--- begin Text shown ---

Are smart people smart in all regards? Is somebody who is book smart also street smart? I think we’d all agree that the answer to these questions is “no”. We have a stereotype of “pointy headed intellectuals who can’t park a bicycle straight”. In fact, here’s a recent story of a very smart college professor who did something very stupid and landed in a jail in Argentina. And yes, it involves a bikini model.
One problem with our measures of intelligence — IQ mainly — is that they may be culturally biased. A deeper problem is that they really only measure System 2 — the slow thinking portion of our brain. (For an introduction to Systems 1 and 2, click here). System 2 is deliberate, slow, and requires a lot of energy. We have to invoke it and focus it to make it work effectively. System 1, on the other hand, is fast, efficient, automatic, and always on. If you’ve ever experienced highway hypnosis, your System 1 was driving the car while your System 2 was thinking of more important things.
System 1 makes the vast majority of our decisions for us. It recognizes patterns and makes decisions. If a pattern is confusing or unrecognizable, System 1 may call on System 2 to review the evidence and render a more considered decision. Or it may just jump to a conclusion on its own. You never know. You can’t get through the day without System 1 — you would exhaust yourself if you made every decision using System 2.
So System 1 makes most of our decisions but IQ tests only evaluate System 2. There’s something amiss here. We measure how smart someone is — in a bookish or academic sense — but we don’t measure how rational they are.
Can we measure how rational a person is? Kevin Stanovich thinks so. Stanovich coined the term “dysrationalia” which is defined as “the inability to think and act rationally despite adequate intelligence.” There’s some debate as to whether this is a thinking disorder or a learning disability (after all, you can get good grades and still be irrational). But something seems to be going on and Stanovich tries to put his finger on it in his book, What Intelligence Tests Miss. Stanovich essentially argues that IQ tests (and college entrance exams) don’t measure judgment or effective decision making.

--- end Text shown ---
--- begin Given information ---

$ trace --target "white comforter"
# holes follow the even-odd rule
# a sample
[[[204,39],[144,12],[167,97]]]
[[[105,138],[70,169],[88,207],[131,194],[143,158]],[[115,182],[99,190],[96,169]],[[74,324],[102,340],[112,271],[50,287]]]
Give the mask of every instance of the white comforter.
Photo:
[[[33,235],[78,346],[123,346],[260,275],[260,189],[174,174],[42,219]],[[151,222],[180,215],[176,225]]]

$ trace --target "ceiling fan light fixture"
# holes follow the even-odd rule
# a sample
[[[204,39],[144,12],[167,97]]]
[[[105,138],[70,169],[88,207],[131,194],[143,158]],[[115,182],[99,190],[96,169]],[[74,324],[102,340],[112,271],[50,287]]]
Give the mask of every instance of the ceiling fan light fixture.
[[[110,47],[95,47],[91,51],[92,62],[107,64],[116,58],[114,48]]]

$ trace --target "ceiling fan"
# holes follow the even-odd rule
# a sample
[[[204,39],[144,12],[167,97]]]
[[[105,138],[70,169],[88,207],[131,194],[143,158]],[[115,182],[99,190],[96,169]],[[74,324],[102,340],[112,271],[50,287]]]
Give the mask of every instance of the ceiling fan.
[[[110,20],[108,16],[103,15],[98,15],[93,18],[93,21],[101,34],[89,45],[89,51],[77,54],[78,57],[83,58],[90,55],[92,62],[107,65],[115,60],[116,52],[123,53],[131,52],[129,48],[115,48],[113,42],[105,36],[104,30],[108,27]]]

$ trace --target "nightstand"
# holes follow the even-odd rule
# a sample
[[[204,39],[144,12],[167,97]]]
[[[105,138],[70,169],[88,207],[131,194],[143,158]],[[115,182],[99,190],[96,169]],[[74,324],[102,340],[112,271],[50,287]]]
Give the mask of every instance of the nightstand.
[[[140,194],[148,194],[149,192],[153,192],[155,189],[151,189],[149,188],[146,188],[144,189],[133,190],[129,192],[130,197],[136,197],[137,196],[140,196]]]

--- end Given information ---

(Required work)
Say whether each statement agrees with the text on intelligence and rationality: (a) IQ tests evaluate only System 2. (b) System 1 is deliberate and slow. (c) The text treats it as settled that dysrationalia is a learning disability. Answer yes or no for each and quote the deciding words.

(In response)
(a) Yes: "IQ tests only evaluate System 2."
(b) No: "System 1, on the other hand, is fast, efficient, automatic, and always on."
(c) No: "There’s some debate as to whether this is a thinking disorder or a learning disability"